■ **Excerpt provided**:
§

Press has come to light that Chinese state run Sinopec has been in buyout talks that value the company at $130m - which is multiples of the current market cap. 

http://www.guardian.co.uk/business/feedarticle/8163606

Theres no guarantee that an offer will be placed and the company this morning indicated so, while not denying the rumours.

Yet again we see that China is moving to pick up commodity assets globally, and pulling no punches.  Urals has a few debt issues, but Sinopec could be buying up some serious assets for a pinch here, even at the $130m price tag.   

According to the latest report, UEN’s P1(proved)/P2(probable) reserves following the Taas-Yuriakh acquisition and an estimates upgrade at the Dulisma fields stand at a cumulative 1.183 billion barrels of oil equivalent (boe).   Admittedly Urals are attempting to sell some non-core assets and do a 50% farm-in at Taas-SRB which could reduce attributable reserves to about 900m or so boe.

§

■ **Stated problem 1**: From the post about Sinopec's buyout talks, extract the passage starting at "Press has come" and ending at "current market cap.".

§

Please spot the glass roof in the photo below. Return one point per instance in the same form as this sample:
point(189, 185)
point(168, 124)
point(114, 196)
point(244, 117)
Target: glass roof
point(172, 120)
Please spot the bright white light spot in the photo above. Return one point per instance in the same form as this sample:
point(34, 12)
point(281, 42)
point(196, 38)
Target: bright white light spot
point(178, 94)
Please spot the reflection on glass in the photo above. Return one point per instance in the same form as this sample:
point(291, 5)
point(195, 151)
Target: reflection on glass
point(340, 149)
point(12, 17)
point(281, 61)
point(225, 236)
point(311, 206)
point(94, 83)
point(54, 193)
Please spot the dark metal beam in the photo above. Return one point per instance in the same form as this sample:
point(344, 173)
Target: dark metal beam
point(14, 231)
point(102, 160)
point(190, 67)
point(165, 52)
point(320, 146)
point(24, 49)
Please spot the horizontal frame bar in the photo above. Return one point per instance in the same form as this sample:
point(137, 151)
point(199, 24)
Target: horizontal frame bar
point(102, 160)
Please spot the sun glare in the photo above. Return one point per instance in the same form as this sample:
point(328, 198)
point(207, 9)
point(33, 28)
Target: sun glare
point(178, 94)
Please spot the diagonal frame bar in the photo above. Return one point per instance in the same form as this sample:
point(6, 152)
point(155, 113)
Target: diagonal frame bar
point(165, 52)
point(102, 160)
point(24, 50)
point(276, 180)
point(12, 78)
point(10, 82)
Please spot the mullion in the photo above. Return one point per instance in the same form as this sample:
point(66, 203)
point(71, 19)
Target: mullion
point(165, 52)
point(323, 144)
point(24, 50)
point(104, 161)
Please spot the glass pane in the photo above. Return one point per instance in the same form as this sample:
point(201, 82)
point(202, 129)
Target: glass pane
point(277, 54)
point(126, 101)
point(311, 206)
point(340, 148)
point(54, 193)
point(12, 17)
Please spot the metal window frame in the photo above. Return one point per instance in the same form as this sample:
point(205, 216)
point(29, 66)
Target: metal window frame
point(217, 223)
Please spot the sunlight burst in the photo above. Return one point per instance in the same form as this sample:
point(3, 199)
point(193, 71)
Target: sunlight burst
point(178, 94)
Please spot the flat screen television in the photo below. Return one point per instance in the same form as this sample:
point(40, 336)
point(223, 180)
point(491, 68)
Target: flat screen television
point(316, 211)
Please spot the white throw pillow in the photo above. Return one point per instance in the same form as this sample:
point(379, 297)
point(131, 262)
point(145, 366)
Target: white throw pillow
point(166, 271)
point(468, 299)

§

■ **Stated problem 2**: In the records, replace "frame bar" with "frame member" in the lines starting at the line that contains "Please spot the horizontal" and ending at the line that contains "point(104, 161)", changing nothing else. Return only those lines.

■ **Task result 1**:
Press has come to light that Chinese state run Sinopec has been in buyout talks that value the company at $130m - which is multiples of the current market cap.

■ **Task result 2**:
Please spot the horizontal frame member in the photo above. Return one point per instance in the same form as this sample:
point(137, 151)
point(199, 24)
Target: horizontal frame member
point(102, 160)
Please spot the sun glare in the photo above. Return one point per instance in the same form as this sample:
point(328, 198)
point(207, 9)
point(33, 28)
Target: sun glare
point(178, 94)
Please spot the diagonal frame member in the photo above. Return one point per instance in the same form as this sample:
point(6, 152)
point(155, 113)
Target: diagonal frame member
point(165, 52)
point(102, 160)
point(24, 50)
point(276, 180)
point(12, 78)
point(10, 82)
Please spot the mullion in the photo above. Return one point per instance in the same form as this sample:
point(66, 203)
point(71, 19)
Target: mullion
point(165, 52)
point(323, 144)
point(24, 50)
point(104, 161)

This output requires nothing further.